--- begin RECORDS FOR THE EXERCISE ---
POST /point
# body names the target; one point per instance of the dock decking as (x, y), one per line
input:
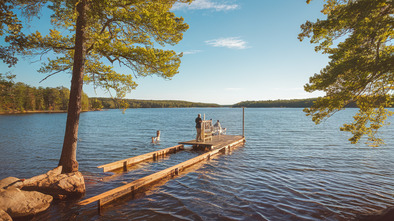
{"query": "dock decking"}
(216, 145)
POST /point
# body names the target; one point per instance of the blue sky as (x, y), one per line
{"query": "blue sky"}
(234, 50)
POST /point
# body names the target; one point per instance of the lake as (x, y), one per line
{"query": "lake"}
(288, 169)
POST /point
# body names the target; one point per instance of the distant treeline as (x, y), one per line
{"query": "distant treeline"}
(294, 103)
(19, 97)
(109, 103)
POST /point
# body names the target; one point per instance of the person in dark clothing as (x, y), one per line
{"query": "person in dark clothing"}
(198, 128)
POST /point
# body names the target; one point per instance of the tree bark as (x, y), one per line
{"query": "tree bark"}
(68, 158)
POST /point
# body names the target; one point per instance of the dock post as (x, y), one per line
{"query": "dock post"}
(125, 165)
(243, 122)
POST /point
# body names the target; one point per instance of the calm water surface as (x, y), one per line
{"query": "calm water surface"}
(289, 168)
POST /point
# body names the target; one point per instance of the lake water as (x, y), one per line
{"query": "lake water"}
(288, 169)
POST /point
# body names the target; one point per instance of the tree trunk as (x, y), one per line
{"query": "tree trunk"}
(68, 158)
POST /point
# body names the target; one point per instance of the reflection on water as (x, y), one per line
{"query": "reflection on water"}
(289, 168)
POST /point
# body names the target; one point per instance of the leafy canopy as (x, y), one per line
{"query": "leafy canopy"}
(118, 32)
(361, 64)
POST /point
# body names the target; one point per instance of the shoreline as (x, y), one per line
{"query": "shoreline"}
(38, 112)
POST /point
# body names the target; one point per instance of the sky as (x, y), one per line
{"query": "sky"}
(233, 51)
--- end RECORDS FOR THE EXERCISE ---
YOUR OBJECTIVE
Copy the listing over exactly, skipping the pictures it holds.

FINAL ANSWER
POST /point
# body names the target; one point per instance of the dock decking as (x, y), one per line
input:
{"query": "dock decking"}
(216, 145)
POST /point
# body names the target; one point per instance of the blue sky as (x, y), one per line
{"query": "blue sky"}
(234, 50)
POST /point
# body names the target; one point per instance of the lake as (x, y), one per line
{"query": "lake"}
(288, 169)
POST /point
# body names the target; one point per instance of the distant treeline as (x, y), one per line
{"query": "distant treeline"}
(294, 103)
(19, 97)
(109, 103)
POST /point
# body names the target; one point per instance of the person in dark clothing as (x, y), one per line
{"query": "person in dark clothing"}
(198, 128)
POST /point
# body names the target; one point per instance of the tree bark as (x, y), one per line
{"query": "tree bark"}
(68, 158)
POST /point
# body names the target; one point per instance of the dock post as (x, y), one per line
{"query": "dock post"}
(125, 165)
(243, 122)
POST /point
# body names the target; one point per instance of the calm water surface as (x, y), one per line
{"query": "calm water surface"}
(289, 168)
POST /point
# body names the target; one point per instance of the lake water as (x, y), one per line
{"query": "lake water"}
(288, 169)
POST /point
# body names the target; one point per instance of the tree trunk as (x, y), one per line
{"query": "tree trunk"}
(68, 158)
POST /point
# body names the target; one point per instance of the reflection on water as (x, y), one per line
{"query": "reflection on water"}
(289, 168)
POST /point
# body names the target; one point per instance of the leafy canopy as (x, y), one per line
{"query": "leafy canopy"}
(118, 32)
(361, 64)
POST /point
# body names the target; one point per instance of the shoreline as (x, y), one per line
{"query": "shoreline"}
(38, 112)
POST /point
# body names the target; one point per instance of the sky as (x, y), one per line
{"query": "sky"}
(233, 51)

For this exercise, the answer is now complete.